- Short exercise
Render each line of the listing below as one string in a JSON list, leaving out the blank lines.

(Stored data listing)
----------

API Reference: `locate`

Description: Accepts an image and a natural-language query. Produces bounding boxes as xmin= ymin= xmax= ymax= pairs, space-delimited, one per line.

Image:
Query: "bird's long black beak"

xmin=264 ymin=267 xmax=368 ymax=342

----------

- Right answer
[
  "API Reference: `locate`",
  "Description: Accepts an image and a natural-language query. Produces bounding boxes as xmin= ymin= xmax= ymax= pairs, space-delimited, one per line.",
  "Image:",
  "Query: \"bird's long black beak\"",
  "xmin=264 ymin=267 xmax=368 ymax=342"
]